EXTRACT PROVIDED:
# Turning brush into pasture



## kcurbanloggers (Jan 27, 2018)

Hi guys. I’m in the process of clearing about 2 acres of DENSELY wooded land. Most of it is packed with brushy saplings about 10-15ft tall and 1-4in diameter at the base. There are a couple of big trees. After I take the large trees, I was planing on getting a brush hog for the small stuff, but that would still leave the stumps and roots. If this land is to be turned into maintained grass, what’s the best way (economic and efficient) to clear this brush. Do I need to rent a dozer for a day? I am at a loss. Thanks for the help 


Sent from my iPhone using Tapatalk


----------



## northmanlogging (Jan 28, 2018)

opinions vary but your going to need some sort of heavy equipment, either a dozer or an excavator.

My money is on an excavator with a thumb, pull, shake the dirt loose, toss in a pile, done. A 12-22 ton machine is in order, don't be mucking about with a mini for a job that big. 

Dozers will do the work, but you will loose most if not all of the top soil in the process, and its kinda slow. Once again go big D4 D6 ish TD9, deere 450, etc

A third option is a chain flail type mulcher, but they probably wouldn't do anything about the bigger stumps.


----------



## Ryan'smilling (Jan 28, 2018)

I'd go with an excavator also, but a dozer would do the job. 

About a bush hog though, most any if them will handle 1" saplings. 2"-3", though and you'll want to look into a true "heavy duty" model. Like a 6' model that weighs like 11-1400#. For bush hogging 4" stuff you're gonna need something like this: http://www.brownmanufacturing.us/ca...ter-72-cut-145-hp-540-rpm-single-tail-wheel-0

After bush hogging and the excavator work they're will still be a lot of trash on and right below the surface of the soil. A three point landscape rake (heavy duty) or a Ratchet Rake will help clear and pile that debris. The right grapple on a skid steer would work too.

RECORD LIST:
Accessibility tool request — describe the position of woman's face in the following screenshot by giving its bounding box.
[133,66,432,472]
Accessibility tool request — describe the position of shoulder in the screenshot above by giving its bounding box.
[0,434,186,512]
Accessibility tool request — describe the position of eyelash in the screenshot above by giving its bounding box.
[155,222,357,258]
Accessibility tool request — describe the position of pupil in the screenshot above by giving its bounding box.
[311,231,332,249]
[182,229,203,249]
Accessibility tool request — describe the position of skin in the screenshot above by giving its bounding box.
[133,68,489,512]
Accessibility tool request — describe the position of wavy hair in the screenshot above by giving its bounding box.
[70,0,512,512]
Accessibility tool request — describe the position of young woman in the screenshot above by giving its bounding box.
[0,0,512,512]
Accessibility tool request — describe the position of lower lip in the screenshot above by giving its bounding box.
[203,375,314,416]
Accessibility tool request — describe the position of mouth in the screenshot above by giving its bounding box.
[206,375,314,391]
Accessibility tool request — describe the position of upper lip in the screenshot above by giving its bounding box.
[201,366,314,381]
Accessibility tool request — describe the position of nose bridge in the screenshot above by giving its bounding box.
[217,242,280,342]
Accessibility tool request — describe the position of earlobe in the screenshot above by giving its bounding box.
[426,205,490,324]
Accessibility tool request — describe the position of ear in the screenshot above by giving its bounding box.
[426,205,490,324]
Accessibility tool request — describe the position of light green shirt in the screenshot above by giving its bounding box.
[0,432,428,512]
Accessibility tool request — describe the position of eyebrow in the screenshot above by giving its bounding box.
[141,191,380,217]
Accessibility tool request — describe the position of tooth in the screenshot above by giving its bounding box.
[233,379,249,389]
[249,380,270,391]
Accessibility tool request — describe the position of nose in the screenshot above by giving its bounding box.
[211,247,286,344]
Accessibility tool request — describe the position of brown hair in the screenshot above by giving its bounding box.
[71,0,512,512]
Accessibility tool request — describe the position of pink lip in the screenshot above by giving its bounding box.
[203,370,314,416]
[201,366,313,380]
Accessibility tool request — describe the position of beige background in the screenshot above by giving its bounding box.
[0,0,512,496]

BRIEF 1: In the brush-clearing thread, what size excavator does northmanlogging recommend for the job?
BRIEF 2: List every dozer model named in the brush-clearing thread.

SOLUTION 1: A 12-22 ton machine.

SOLUTION 2: D4, D6, TD9, Deere 450